Excerpted text

begin

IFcinéma à la carte : Fête de la musique

June 10, 2021 - July 10, 2021

From Rumba to Opera, this new movie cycle by IFcinema à la carte puts music at the forefront!

In France, June is known as the music month! On the 21st of June French cities and villages are bursting in music to the sound of local bands and artist, it is the Fête de la musique, on of the most popular public event of the year. For the occasion, IFcinema à la carte offers a selection of French movies dedicated to music in all its forms.

Most of the movies are subtitled in english and can be watched online for free.

⇒https://ifcinema.institutfrancais.com/fr/streaming/alacarte 

Program

Chante ton bac d’abord, David André 

This film tells the stormy tale of a group of friends from Boulogne-sur-Mer, a French town hit by the financial crisis. A year between dreams and disillusion, imagined by teenagers from a working or middle class background, with songs that regularly add poetry, laughter, and emotion to reality.

 Sur les chemins de la rumba, David-Pierre Fila               

Rumba, also known as Gumba, meaning ‘belly button to belly button’ is a famous musical rhythm in Africa and Latin Africa. “Sur le chemin de la Rumba” is a Congolese film tracing Rumba’s musical history through Africa, Latin America and the Caribbean, and thence back to Africa. It takes the audience on an exquisitely filmed journey along the coast from the Congo to Cuba, Ecuador, and Ivory Coast in a trip drenched in well-known musical notes,
all the while melding this African musical art with the images and rhythms of the beautiful Congo basin, the source that gave it its shape and soul.

end

Tasks
A) In the Fête de la musique film program announcement, do the following statements agree with the text? Answer yes or no for each, and quote the words of the text that settle it. (i) The Fête de la musique is held on the 21st of June. (ii) All of the films in the cycle are subtitled in English. (iii) Chante ton bac d'abord centers on a group of friends from Boulogne-sur-Mer.
B) Condense the paragraph of the Fête de la musique film program announcement that begins "This film tells the stormy tale" into one shorter sentence, keeping its main facts.
C) From the Fête de la musique film program announcement, write out the passage starting with "Sur les chemins" and going on through "shape and soul.".
The data that comes next bears no relation to the film program announcement.

Stored records
begin

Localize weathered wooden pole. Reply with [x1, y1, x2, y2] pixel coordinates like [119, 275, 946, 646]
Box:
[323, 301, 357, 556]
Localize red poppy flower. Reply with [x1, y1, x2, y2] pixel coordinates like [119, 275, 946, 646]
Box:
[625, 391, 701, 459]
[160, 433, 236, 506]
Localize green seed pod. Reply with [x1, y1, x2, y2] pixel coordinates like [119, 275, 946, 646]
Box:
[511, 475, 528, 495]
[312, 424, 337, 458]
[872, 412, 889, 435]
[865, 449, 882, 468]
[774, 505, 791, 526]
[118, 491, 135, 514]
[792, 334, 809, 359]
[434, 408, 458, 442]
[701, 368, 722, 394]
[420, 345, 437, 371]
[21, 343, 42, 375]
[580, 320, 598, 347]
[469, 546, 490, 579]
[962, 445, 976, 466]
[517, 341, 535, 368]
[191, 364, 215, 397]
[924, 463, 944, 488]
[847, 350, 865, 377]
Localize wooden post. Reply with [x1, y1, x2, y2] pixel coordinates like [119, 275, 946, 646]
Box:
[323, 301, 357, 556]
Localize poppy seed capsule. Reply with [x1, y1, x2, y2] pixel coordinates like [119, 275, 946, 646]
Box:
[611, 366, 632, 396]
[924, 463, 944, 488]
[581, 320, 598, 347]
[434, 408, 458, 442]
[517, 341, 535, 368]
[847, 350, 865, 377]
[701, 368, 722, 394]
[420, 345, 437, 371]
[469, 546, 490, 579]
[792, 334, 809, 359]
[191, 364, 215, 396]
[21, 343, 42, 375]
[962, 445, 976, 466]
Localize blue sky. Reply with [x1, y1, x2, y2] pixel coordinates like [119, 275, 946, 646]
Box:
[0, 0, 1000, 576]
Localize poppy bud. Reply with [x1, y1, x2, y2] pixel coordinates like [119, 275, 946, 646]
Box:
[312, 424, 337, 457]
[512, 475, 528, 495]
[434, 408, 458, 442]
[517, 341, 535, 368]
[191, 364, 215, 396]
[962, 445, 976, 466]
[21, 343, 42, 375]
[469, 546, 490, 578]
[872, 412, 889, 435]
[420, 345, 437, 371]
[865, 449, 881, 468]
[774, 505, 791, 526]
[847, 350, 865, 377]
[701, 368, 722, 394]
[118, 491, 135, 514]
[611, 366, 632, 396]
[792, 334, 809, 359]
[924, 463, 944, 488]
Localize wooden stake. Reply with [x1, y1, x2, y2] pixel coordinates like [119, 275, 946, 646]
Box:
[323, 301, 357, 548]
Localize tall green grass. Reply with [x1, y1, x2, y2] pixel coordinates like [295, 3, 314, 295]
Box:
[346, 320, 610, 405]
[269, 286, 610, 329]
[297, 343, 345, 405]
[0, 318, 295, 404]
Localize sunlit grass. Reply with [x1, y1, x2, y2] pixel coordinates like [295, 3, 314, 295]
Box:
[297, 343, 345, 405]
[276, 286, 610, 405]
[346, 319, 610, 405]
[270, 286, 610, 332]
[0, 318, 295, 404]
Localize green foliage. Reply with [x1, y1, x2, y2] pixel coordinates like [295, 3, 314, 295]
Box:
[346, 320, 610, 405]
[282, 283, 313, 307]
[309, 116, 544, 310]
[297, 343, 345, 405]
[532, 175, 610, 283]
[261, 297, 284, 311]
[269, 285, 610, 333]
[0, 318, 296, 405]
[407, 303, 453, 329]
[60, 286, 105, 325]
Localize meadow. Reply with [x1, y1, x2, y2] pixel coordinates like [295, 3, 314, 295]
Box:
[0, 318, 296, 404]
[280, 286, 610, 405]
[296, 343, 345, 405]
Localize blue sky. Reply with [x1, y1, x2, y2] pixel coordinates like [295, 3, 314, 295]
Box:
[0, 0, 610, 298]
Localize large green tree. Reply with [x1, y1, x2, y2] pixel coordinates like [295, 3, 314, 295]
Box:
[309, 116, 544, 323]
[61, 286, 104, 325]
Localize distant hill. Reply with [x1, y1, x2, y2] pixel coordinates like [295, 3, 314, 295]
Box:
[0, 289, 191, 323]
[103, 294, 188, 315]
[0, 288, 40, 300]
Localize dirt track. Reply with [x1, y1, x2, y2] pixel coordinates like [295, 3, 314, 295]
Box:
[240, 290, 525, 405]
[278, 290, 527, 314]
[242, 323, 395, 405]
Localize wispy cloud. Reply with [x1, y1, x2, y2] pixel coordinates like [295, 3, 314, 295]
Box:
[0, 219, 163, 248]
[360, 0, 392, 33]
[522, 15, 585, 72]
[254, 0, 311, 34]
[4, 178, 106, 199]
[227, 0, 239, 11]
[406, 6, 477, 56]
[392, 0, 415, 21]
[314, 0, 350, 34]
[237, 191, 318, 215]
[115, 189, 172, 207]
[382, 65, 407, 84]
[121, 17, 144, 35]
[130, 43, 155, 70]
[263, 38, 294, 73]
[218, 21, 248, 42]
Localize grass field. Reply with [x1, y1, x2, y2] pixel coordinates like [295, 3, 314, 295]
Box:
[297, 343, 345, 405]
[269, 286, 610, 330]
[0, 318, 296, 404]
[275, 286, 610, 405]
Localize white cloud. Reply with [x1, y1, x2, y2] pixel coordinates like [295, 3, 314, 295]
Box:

end

Written answers
A)
(i) Yes: "On the 21st of June French cities and villages are bursting in music to the sound of local bands and artist, it is the Fête de la musique"
(ii) No: "Most of the movies are subtitled in english"
(iii) Yes: "This film tells the stormy tale of a group of friends from Boulogne-sur-Mer"

B) The film follows a group of friends from Boulogne-sur-Mer, a French town hit by the financial crisis, through a year of dreams and disillusion imagined by working- or middle-class teenagers, with songs adding poetry, laughter, and emotion to reality.

C)
Sur les chemins de la rumba, David-Pierre Fila               

Rumba, also known as Gumba, meaning ‘belly button to belly button’ is a famous musical rhythm in Africa and Latin Africa. “Sur le chemin de la Rumba” is a Congolese film tracing Rumba’s musical history through Africa, Latin America and the Caribbean, and thence back to Africa. It takes the audience on an exquisitely filmed journey along the coast from the Congo to Cuba, Ecuador, and Ivory Coast in a trip drenched in well-known musical notes,
all the while melding this African musical art with the images and rhythms of the beautiful Congo basin, the source that gave it its shape and soul.